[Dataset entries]
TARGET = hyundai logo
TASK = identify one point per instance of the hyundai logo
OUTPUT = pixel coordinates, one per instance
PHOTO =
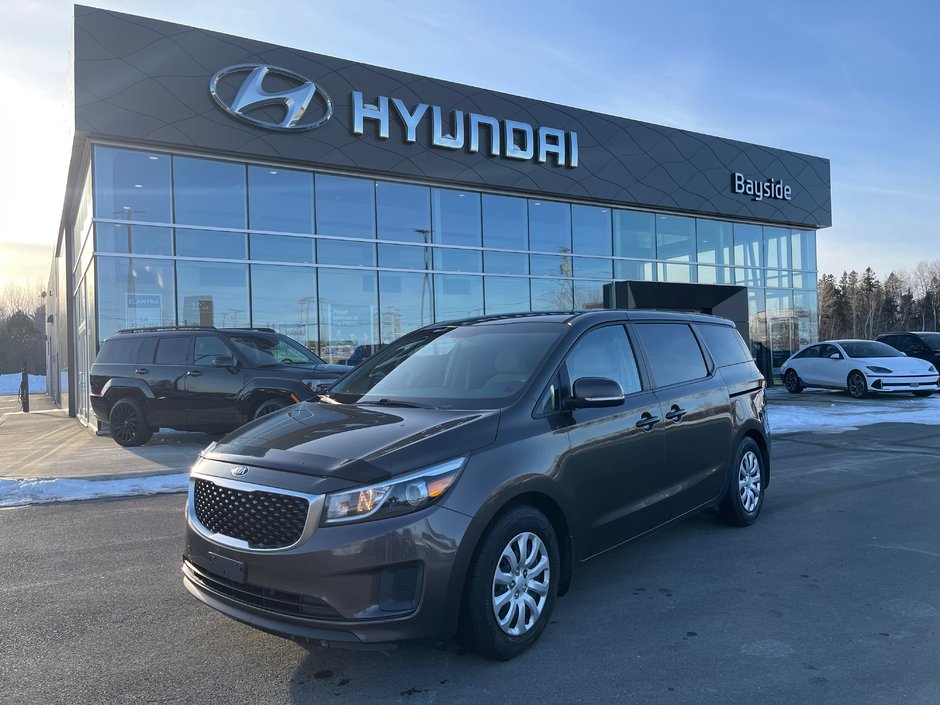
(240, 92)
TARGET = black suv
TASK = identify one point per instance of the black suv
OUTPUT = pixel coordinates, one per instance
(924, 345)
(200, 379)
(456, 479)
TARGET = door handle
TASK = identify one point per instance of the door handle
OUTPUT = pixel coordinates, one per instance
(647, 421)
(676, 414)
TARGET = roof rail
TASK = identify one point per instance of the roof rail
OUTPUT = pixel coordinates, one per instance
(157, 328)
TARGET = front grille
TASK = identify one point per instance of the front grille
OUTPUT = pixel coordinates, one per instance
(261, 519)
(279, 601)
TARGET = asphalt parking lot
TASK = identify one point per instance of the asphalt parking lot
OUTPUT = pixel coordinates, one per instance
(830, 598)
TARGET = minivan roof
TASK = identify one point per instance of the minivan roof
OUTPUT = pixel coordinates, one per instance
(589, 315)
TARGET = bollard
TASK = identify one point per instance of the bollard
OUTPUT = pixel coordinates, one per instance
(24, 390)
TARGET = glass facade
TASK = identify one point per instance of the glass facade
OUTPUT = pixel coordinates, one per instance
(340, 262)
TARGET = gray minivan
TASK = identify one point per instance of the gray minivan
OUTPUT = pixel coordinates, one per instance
(454, 481)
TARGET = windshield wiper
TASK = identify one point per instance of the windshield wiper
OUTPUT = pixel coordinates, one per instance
(385, 401)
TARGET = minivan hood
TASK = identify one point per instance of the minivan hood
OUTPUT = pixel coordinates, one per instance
(301, 370)
(361, 444)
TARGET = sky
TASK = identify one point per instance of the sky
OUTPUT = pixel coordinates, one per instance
(854, 82)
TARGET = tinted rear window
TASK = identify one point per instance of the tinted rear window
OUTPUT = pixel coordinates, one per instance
(673, 352)
(725, 344)
(932, 340)
(868, 348)
(172, 351)
(120, 350)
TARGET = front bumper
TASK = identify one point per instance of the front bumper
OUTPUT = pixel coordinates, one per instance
(883, 383)
(388, 580)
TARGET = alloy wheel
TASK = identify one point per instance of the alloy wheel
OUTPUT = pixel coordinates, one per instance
(791, 381)
(124, 422)
(521, 583)
(857, 386)
(749, 481)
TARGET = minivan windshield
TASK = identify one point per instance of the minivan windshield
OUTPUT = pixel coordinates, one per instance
(454, 367)
(869, 348)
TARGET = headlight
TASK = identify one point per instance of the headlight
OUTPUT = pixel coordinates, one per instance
(399, 495)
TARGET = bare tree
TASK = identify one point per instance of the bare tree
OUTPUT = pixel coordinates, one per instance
(23, 297)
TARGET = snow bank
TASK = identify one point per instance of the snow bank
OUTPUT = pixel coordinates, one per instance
(10, 383)
(16, 493)
(849, 415)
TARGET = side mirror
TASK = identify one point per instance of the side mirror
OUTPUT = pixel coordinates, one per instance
(223, 361)
(594, 392)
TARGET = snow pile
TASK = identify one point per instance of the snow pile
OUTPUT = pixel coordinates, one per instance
(16, 493)
(844, 415)
(10, 383)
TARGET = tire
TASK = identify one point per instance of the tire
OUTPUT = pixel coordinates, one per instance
(744, 497)
(791, 380)
(129, 425)
(856, 385)
(490, 595)
(266, 406)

◆ **TASK INSTRUCTIONS**: The number alone is wanted: how many lines of the records above include the string "alloy".

◆ **RESULT FOR THIS TASK**: 2